• Requirement: Reproduce the stretch of the listing below from the line containing "One point goes on every instance of the dirt" through the end of the listing, requests included. Scale every answer coordinate by 2, rounding to whole numbers with halves going up, and leave the requests and their sample points unchanged.

Excerpt from a dataset

[start]

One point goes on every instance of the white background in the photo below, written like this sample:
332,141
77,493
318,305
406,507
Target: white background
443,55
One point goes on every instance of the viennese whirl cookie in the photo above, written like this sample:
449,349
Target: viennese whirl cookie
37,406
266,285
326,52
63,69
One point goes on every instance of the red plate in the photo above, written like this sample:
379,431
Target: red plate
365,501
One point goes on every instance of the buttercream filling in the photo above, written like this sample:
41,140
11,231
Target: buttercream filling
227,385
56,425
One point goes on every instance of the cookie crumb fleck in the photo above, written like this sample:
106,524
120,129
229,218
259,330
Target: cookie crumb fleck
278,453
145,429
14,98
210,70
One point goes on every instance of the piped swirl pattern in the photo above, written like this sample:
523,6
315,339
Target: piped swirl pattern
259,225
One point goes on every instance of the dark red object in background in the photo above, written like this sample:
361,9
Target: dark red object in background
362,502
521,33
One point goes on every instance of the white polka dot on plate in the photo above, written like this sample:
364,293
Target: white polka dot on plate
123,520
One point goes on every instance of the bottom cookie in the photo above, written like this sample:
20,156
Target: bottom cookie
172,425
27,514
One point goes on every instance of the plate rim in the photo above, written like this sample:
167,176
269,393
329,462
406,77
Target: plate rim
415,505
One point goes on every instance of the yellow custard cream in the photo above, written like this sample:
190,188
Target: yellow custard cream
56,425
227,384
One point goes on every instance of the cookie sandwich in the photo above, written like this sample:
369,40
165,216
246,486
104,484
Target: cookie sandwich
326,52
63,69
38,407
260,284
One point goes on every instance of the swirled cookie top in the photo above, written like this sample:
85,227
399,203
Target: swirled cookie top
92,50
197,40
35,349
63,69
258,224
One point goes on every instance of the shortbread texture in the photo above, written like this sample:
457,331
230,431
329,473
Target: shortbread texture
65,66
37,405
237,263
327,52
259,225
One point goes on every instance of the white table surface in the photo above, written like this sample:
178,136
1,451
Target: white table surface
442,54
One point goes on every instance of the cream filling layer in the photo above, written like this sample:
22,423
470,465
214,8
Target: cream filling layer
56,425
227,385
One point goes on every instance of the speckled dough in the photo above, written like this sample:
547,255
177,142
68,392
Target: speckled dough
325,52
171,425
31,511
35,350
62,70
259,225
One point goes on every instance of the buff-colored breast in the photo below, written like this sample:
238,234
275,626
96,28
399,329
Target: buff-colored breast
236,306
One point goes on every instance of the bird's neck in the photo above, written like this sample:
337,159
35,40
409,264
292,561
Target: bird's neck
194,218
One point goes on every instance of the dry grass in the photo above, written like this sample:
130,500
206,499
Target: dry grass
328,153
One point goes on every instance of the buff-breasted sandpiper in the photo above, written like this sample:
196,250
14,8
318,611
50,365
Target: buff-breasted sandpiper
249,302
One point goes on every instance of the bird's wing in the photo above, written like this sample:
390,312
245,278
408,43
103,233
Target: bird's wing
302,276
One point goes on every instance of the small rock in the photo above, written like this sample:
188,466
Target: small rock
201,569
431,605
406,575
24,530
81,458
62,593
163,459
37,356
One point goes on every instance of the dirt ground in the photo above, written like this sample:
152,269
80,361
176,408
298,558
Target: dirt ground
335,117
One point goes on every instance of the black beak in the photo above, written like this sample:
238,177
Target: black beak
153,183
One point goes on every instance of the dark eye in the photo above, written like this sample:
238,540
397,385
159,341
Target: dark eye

[end]

• Result of this exercise:
One point goes on every instance of the dirt ground in the photo above, written like this sample:
152,269
80,361
176,408
298,558
Target: dirt ground
670,234
One point goes on every instance of the black beak in the photo above, written like this sample:
238,177
Target: black beak
306,366
One point goes on every instance of the dark eye in the photo above, written like this sample:
238,540
397,385
159,341
Target: dark eye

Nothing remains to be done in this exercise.